Description of the task
Could you write out the records below exactly as they appear?

Available records
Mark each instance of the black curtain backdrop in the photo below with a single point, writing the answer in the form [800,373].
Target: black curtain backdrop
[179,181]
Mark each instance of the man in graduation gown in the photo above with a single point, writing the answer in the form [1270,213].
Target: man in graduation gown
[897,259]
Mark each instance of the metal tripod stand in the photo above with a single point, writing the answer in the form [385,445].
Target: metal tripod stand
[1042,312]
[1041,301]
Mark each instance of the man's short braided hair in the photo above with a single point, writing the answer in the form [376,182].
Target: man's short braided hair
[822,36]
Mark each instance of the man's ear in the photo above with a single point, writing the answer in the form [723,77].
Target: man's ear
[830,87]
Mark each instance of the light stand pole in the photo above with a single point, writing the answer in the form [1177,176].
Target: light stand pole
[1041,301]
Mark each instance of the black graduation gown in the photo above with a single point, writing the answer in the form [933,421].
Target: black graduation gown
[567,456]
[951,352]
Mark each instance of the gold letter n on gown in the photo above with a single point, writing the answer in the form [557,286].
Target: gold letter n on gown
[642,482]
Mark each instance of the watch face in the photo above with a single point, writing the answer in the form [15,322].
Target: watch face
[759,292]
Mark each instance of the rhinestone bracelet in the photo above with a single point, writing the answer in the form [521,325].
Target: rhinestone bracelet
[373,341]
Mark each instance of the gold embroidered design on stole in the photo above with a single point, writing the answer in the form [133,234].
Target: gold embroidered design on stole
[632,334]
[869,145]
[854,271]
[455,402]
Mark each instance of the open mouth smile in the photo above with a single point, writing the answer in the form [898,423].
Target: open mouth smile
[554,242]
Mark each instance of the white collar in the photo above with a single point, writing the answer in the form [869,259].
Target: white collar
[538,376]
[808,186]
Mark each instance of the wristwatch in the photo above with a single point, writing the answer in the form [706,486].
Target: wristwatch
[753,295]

Task solution
Mark each instance of the black curtain backdrop in the photo below with a single point, writing the answer in the form [800,373].
Target: black curtain backdrop
[179,181]
Mark each instance of the man in graduation gown in the photo above with a single point, writing the answer in the form [1270,213].
Target: man in graduation gown
[897,259]
Mark each instance of the metal tripod stand in the photo above with a single point, writing the answer in the form [385,445].
Target: metal tripod stand
[1042,312]
[1041,301]
Mark each instance of the man's short braided hair in the photo above with a single point, writing the answer in the form [376,182].
Target: man's short braided hair
[822,36]
Mark each instance of the man's ear in the photo above with a single point, writing the answer in the form [723,77].
Target: man's ear
[830,87]
Mark each instance of the light stand pole in the photo above with a single point, writing the answer in the form [1177,176].
Target: light stand pole
[1041,301]
Mark each instance of the black graduation gown in the photo above with a single point, writing the answer in the form [933,421].
Target: black graduation gown
[567,456]
[951,352]
Mark each instance of the gold letter n on gown in the photo above with a single point, writing the answer in the form [557,286].
Target: gold letter n on gown
[642,482]
Mark each instance of the watch face in the photo above with a single point, writing the answer in the form [15,322].
Target: watch face
[759,292]
Mark each instance of the rhinestone bracelet in the photo above with a single point, writing the answer in the form [521,325].
Target: rhinestone bracelet
[373,341]
Mark each instance of the gold embroidered design on stole in the photo above with a single point, writing the answer in the form [133,234].
Target: gold embroidered design on stole
[632,334]
[869,145]
[854,271]
[455,402]
Mark each instance of the open mouth smile in the photo above with a single point, writing the answer in the form [898,423].
Target: open mouth smile
[554,242]
Mark each instance of the white collar in the photo above with a single point, writing the answer in the form [869,259].
Target: white collar
[538,376]
[808,186]
Mark each instance of the wristwatch in the photo above with a single point, writing the answer in the form [706,486].
Target: wristwatch
[753,295]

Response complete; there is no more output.